---------- Quoted text

Plastic preparation is a fundamental step before injection molding, and its quality directly impacts the stability of the subsequent injection molding process and the final performance of the plastic part. The core of plastic preparation is to uniformly mix the plastic raw materials with various additives in a specific proportion to improve the plastic’s processing properties, mechanical properties, weather resistance, and other characteristics to meet the requirements of different plastic parts. For example, when producing plastic parts that require impact resistance, a toughening agent must be added to the plastic raw materials; when producing plastic parts for outdoor use, a UV inhibitor is added to prevent aging. The plastic preparation process may seem simple, but it actually involves many details, including raw material selection, determining the mixing ratio, and choosing the mixing method. Mistakes in any step can lead to preparation failure, affecting subsequent production.
The first step in plastics formulation is raw material selection and pretreatment. The choice of plastic raw materials must be determined based on the intended use environment, performance requirements, and injection molding process conditions. Commonly used plastic raw materials include polyethylene (PE), polypropylene (PP), polyvinyl chloride (PVC), polystyrene (PS), and polycarbonate (PC), each with its own unique performance characteristics. For example, polyethylene offers excellent flexibility and chemical resistance, making it suitable for container-type plastics; polycarbonate, with its high strength and light transmittance, is often used in optical components. After raw materials are selected, pretreatment is required, such as removing impurities and breaking up large pieces, to ensure uniform formulation. Highly hygroscopic plastic raw materials, such as polyamide (PA) and polycarbonate (PC), also require drying to prevent moisture from affecting mixing during the formulation process .

--------------------

__Work to complete__
**1)** Shift every vertex coordinate in the answer outlines up by 71 and rewrite the listing from its start through the line that contains "155), (237, 155)]", requests included, leaving the coordinates in the requests and format samples unchanged. Leave out the pictures.
**2)** Write the next part of the text about plastic preparation for injection molding, picking up after its last sentence.
The text on plastic preparation has nothing to do with the listing that follows it.

---------- Provided entries

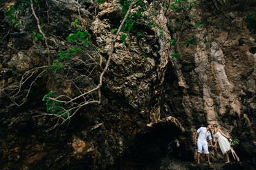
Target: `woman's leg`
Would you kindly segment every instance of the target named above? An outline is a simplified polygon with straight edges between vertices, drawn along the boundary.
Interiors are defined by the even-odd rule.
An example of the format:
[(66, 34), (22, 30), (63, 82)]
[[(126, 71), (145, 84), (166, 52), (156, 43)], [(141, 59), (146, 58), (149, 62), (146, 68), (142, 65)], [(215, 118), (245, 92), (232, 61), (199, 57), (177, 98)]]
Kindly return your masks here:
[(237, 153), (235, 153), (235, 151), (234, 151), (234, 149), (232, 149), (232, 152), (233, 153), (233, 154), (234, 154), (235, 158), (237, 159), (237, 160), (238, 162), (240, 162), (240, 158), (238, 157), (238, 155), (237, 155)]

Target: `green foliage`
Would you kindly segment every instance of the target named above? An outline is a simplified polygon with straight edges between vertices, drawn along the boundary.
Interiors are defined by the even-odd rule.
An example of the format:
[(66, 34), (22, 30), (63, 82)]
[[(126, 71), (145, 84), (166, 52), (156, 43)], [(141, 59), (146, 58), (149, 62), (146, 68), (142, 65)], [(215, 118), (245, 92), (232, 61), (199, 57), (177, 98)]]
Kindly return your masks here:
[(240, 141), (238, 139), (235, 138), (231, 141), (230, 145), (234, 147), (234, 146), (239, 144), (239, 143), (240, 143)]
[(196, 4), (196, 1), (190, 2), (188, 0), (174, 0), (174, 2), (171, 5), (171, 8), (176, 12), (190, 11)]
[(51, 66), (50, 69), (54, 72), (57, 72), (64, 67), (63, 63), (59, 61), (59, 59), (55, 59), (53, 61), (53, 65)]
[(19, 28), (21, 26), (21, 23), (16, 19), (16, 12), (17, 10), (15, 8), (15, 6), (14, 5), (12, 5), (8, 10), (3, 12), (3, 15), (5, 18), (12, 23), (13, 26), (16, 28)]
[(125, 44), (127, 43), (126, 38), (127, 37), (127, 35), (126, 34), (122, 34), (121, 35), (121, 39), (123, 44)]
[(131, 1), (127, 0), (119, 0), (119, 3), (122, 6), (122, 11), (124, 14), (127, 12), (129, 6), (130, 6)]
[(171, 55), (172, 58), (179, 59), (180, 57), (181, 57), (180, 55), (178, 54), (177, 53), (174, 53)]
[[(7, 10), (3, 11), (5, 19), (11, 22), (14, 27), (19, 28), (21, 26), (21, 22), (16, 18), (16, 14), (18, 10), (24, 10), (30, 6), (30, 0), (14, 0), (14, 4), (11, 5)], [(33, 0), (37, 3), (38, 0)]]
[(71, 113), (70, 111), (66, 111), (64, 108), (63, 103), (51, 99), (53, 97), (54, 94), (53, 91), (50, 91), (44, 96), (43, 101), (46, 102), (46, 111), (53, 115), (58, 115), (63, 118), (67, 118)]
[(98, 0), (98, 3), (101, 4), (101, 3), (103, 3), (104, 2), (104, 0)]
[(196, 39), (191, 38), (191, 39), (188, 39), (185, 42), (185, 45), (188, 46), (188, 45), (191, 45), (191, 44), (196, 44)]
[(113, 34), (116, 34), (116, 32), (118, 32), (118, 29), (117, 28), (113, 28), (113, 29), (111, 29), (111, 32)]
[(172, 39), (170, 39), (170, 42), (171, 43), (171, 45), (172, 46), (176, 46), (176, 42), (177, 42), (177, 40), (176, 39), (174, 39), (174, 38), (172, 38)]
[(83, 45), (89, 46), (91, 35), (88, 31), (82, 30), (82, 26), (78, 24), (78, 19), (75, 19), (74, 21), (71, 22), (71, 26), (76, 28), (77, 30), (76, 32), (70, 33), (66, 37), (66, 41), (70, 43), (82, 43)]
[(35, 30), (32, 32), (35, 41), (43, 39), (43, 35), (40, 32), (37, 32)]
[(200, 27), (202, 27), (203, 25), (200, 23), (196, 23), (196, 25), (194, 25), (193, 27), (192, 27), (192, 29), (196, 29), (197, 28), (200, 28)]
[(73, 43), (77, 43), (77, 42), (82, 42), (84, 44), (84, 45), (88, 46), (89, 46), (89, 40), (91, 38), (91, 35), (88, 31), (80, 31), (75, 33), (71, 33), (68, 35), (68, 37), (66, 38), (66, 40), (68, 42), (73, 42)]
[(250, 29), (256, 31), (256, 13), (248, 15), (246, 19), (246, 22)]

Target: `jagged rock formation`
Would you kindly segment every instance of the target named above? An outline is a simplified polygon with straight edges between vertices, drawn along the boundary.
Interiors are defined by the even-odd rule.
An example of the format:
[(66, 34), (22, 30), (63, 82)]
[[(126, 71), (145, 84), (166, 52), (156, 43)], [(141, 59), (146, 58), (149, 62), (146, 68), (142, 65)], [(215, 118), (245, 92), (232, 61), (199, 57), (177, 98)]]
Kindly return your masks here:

--------------------

__Answers for this exercise__
**1)**
Target: `woman's leg`
Would you kindly segment every instance of the target named above? An outline is a simplified polygon with straight edges between vertices, drawn along the boundary.
Interiors are defined by the even-odd rule.
An example of the format:
[(66, 34), (22, 30), (63, 82)]
[[(126, 71), (145, 84), (166, 52), (156, 43)], [(141, 59), (146, 58), (149, 62), (146, 68), (142, 65)], [(215, 118), (245, 92), (232, 61), (199, 57), (177, 98)]]
Kindly return your masks here:
[(308, 224), (306, 224), (306, 222), (305, 222), (305, 220), (303, 220), (303, 223), (304, 224), (304, 225), (305, 225), (306, 229), (308, 230), (308, 231), (309, 233), (311, 233), (311, 229), (309, 228), (309, 226), (308, 226)]

**2)**
The selection and proportioning of additives are crucial steps in plastics formulation. Common additives include plasticizers, stabilizers, fillers, colorants, and lubricants, each with its own specific function. Plasticizers increase the plastic’s flexibility and plasticity. For example, adding phthalate plasticizers to polyvinyl chloride (PVC) can soften it from a hard and brittle state. Stabilizers prevent plastic degradation from heat, light, and other factors during processing and use. For example, adding lead salt stabilizers to PVC improves its thermal stability. Fillers reduce costs and improve the mechanical properties of plastics. For example, adding glass fiber to polypropylene significantly increases its strength and rigidity. Colorants impart the desired color to plastic parts and are categorized as organic pigments, inorganic pigments, and dyes. Lubricants improve the processing fluidity of plastics and reduce friction between the melt and equipment. For example, adding stearic acid and its salts to polyolefin processing can improve the processing fluidity of plastics and reduce friction between the melt and equipment. The appropriate additive ratio must be determined experimentally based on the performance requirements of the plastic part. Excessive proportions may lead to reduced plastic performance, while too low a proportion may not achieve the desired effect.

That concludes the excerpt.